- _Stated goal_
Format every line of the material below as a numbered list, leaving out any blank lines.

- _Extracted data_
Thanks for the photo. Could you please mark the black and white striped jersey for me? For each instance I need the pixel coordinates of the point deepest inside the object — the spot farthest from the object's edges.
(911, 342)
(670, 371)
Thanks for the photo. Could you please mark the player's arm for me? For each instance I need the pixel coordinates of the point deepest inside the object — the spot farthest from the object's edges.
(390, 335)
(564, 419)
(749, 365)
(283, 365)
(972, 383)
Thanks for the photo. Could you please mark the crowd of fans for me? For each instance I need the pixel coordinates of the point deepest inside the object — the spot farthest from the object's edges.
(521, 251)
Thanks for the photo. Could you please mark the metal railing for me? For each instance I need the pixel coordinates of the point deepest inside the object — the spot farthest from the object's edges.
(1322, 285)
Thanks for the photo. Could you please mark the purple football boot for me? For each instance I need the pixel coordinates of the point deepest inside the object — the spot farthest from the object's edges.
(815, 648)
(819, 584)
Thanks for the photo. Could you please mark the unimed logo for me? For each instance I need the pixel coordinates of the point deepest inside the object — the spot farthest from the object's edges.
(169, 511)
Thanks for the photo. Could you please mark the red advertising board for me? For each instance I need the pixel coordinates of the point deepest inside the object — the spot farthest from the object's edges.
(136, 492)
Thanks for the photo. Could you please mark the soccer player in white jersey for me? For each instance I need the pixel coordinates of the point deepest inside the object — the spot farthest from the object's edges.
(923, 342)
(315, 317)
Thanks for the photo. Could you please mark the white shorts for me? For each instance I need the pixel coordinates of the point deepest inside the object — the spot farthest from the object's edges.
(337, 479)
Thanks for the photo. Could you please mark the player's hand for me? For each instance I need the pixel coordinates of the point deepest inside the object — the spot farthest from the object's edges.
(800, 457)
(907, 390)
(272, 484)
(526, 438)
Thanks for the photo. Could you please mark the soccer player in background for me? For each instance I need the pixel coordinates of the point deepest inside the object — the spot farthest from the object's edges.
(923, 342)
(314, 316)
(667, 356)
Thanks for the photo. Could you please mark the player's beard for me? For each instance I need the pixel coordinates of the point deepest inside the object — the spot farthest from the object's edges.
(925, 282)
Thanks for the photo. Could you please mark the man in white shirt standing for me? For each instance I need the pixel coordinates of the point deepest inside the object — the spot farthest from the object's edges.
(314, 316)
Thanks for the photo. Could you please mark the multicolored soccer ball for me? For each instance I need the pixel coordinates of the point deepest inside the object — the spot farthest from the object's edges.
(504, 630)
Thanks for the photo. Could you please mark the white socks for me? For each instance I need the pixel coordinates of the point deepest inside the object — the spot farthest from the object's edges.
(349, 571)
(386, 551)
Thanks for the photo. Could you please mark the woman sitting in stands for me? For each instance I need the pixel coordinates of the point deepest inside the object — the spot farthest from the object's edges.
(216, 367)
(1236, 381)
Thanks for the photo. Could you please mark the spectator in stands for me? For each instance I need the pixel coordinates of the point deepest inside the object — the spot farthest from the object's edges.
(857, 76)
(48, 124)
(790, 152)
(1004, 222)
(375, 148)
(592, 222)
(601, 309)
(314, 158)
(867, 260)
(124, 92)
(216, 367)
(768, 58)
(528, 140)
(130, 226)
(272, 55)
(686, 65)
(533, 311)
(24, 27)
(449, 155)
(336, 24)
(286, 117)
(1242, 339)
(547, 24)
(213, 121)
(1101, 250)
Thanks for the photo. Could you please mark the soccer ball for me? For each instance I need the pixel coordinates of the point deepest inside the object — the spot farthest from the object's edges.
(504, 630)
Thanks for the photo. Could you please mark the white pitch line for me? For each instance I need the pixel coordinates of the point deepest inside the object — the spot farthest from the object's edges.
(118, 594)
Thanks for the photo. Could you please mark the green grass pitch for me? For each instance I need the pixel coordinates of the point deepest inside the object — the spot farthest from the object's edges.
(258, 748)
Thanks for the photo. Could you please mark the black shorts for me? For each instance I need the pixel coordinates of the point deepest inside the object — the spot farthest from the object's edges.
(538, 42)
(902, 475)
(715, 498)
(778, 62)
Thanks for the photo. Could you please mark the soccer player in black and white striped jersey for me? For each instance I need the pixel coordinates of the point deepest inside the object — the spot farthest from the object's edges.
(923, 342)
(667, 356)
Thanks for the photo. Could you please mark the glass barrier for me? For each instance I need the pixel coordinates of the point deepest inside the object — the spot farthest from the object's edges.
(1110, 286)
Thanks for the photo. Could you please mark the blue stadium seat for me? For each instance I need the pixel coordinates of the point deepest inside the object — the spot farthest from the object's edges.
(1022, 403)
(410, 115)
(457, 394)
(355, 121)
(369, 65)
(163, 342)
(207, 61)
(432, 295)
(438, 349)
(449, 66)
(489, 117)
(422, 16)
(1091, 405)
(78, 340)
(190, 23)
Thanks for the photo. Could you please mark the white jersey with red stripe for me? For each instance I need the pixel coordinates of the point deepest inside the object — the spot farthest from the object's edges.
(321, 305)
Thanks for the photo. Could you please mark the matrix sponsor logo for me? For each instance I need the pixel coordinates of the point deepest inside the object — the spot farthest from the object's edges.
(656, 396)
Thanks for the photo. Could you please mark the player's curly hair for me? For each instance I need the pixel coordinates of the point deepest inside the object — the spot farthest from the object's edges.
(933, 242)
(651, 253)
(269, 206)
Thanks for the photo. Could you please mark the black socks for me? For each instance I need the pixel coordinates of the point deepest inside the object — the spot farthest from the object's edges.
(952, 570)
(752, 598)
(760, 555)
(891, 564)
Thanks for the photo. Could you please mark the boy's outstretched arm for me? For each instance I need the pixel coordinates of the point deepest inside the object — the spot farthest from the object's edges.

- _Response to the task_
1. Thanks for the photo. Could you please mark the black and white striped jersey for me? For each instance I need the pixel coordinates of the point deepest inside the object — the spot farthest from the object's edges.
2. (911, 342)
3. (670, 371)
4. Thanks for the photo. Could you please mark the player's arm for me? For each instance I need the pixel coordinates of the point deepest inside the object — the spot farthest from the object's edges.
5. (390, 335)
6. (564, 419)
7. (749, 365)
8. (283, 365)
9. (972, 383)
10. Thanks for the photo. Could you please mark the crowd of fans for me? For each instance I need the pixel coordinates of the point deepest inside the object — the spot farthest from the object's edges.
11. (521, 251)
12. Thanks for the photo. Could you please mark the metal railing for me? For each instance I need the pixel coordinates of the point deepest inside the object — the spot farthest from the object's edges.
13. (1322, 285)
14. Thanks for the photo. Could you please mark the purple football boot for me? For each instance I need the pixel coordinates of the point deepest inside the object — the spot farthest from the object's edges.
15. (815, 648)
16. (819, 584)
17. Thanks for the photo. Could you please mark the unimed logo for me? For each instance I need the pixel coordinates of the point deepest inside the object — the spot farthest from the object's edges.
18. (169, 511)
19. Thanks for the photo. Could you please mark the red advertising board for me? For each instance I need the pixel coordinates of the point deepest inside the object — the spot farthest from the object's edges.
20. (136, 492)
21. Thanks for the photo. Could you please mark the soccer player in white jersey for me? For each instance I need the pixel coordinates of the point deepest inside the object — the spot farthest from the object's edges.
22. (923, 342)
23. (315, 317)
24. Thanks for the photo. Could you please mark the white shorts for me? For each instance I need the pixel coordinates of the point deepest inside the object — the spot farthest from the object's edges.
25. (337, 479)
26. Thanks for the photo. Could you please mark the player's hand for me? For each instance I need the pixel coordinates of the point deepest inside the object — the spot farthest from the object's edges.
27. (800, 457)
28. (907, 390)
29. (272, 484)
30. (526, 438)
31. Thanks for the photo. Could you please mark the soccer player in background for me? For each instance I need the pixel coordinates of the point deepest inside the object — the spot farthest from the object's edges.
32. (923, 342)
33. (314, 316)
34. (667, 356)
35. Thanks for the photo. Could you please mark the player's beard for me? For each instance I need the pixel coordinates of the point deepest inside the object — the spot farthest from the object's edges.
36. (925, 282)
37. Thanks for the photo. Could you please mark the man in white shirt standing for me? For each instance I need the pixel coordinates of the point deepest inside the object — the spot farthest from the object's edges.
38. (314, 316)
39. Thanks for the photo. Could you please mark the multicolored soccer ball for me? For each instance I need the pixel coordinates of the point deepest inside the object — the spot farthest from the object's edges.
40. (504, 630)
41. Thanks for the photo. Could you please mark the white socks for me? For each instance I need the pixel coordinates of the point deepest inside the object — the spot farthest from the object's edges.
42. (349, 571)
43. (386, 551)
44. Thanks for the photo. Could you please mark the woman sitting in stands for me? For each instance I need the pixel coordinates of the point deepest inside the object — the spot farthest from the object's edges.
45. (216, 367)
46. (1236, 381)
47. Thanks for the photo. Could you please mark the spectator in stands for me? For each instance I need the pixel coordinates of the point deepest inside the object — the spot farthest from the object's edges.
48. (857, 76)
49. (48, 124)
50. (790, 152)
51. (1004, 222)
52. (375, 148)
53. (592, 222)
54. (601, 309)
55. (314, 158)
56. (867, 260)
57. (124, 92)
58. (216, 367)
59. (768, 58)
60. (528, 140)
61. (130, 226)
62. (272, 55)
63. (686, 65)
64. (533, 311)
65. (24, 27)
66. (449, 155)
67. (336, 24)
68. (286, 117)
69. (1242, 339)
70. (547, 24)
71. (213, 121)
72. (1101, 250)
73. Thanks for the photo. Could you please mark the soccer ball for me? For each instance I need the pixel coordinates of the point deepest inside the object — the spot farthest from the object's edges.
74. (504, 630)
75. Thanks for the photo. Could you please mark the white pitch line for me? For each instance I need the pixel coordinates of the point deepest inside the object — the spot farthest from the object's edges.
76. (118, 594)
77. Thanks for the photo. Could you please mark the green grass pitch for me? For each instance I need the pixel coordinates of the point deepest inside the object — the spot farthest from the object's edges.
78. (258, 748)
79. Thanks for the photo. Could you please mark the black shorts for me? For each instance I need the pixel coordinates of the point deepest inside the object — the spot farthest from the object's edges.
80. (538, 42)
81. (902, 475)
82. (715, 498)
83. (778, 62)
84. Thanks for the photo. Could you please mark the soccer player in black and white striped jersey for me? For each instance I need the pixel coordinates of the point deepest inside the object — the spot farthest from the object's edges.
85. (923, 342)
86. (667, 356)
87. Thanks for the photo. Could you please mark the glass barrier for me? For each instance I need the pixel coordinates of the point deepest inside the object — the spot farthest from the object's edges.
88. (1110, 286)
89. Thanks for the photo. Could you please mark the blue stadium seat for me? For each instance I need the pixel coordinates of the point deepest inside the object — the spot farthest from the object's edges.
90. (1022, 403)
91. (410, 115)
92. (457, 394)
93. (355, 121)
94. (369, 65)
95. (163, 342)
96. (207, 61)
97. (432, 295)
98. (438, 349)
99. (449, 66)
100. (489, 117)
101. (422, 16)
102. (1091, 405)
103. (78, 340)
104. (190, 23)
105. Thanks for the photo. Could you please mark the white jersey with red stripe for me? For each instance I need the pixel coordinates of the point deepest inside the object — the spot farthest from the object's edges.
106. (321, 305)
107. Thanks for the photo. Could you please mark the matrix sponsor logo for me? For each instance I need the pixel coordinates of the point deepest inside the object — the spot farthest from the object's edges.
108. (656, 396)
109. Thanks for the photo. Could you please mark the player's curly hair for me? For each instance I need the pixel coordinates of the point deepest inside the object — the spot farthest from the object's edges.
110. (933, 242)
111. (651, 253)
112. (269, 206)
113. Thanks for the photo. Could you please mark the black socks for me? For each instance I need the pixel coordinates of the point deepest inside the object — the spot farthest from the object's edges.
114. (952, 570)
115. (752, 598)
116. (760, 555)
117. (891, 564)
118. Thanks for the photo. Could you please mark the boy's outstretched arm for me? For each instance I need the pixel coordinates of the point deepest inside the object — the spot farthest from the object's edges.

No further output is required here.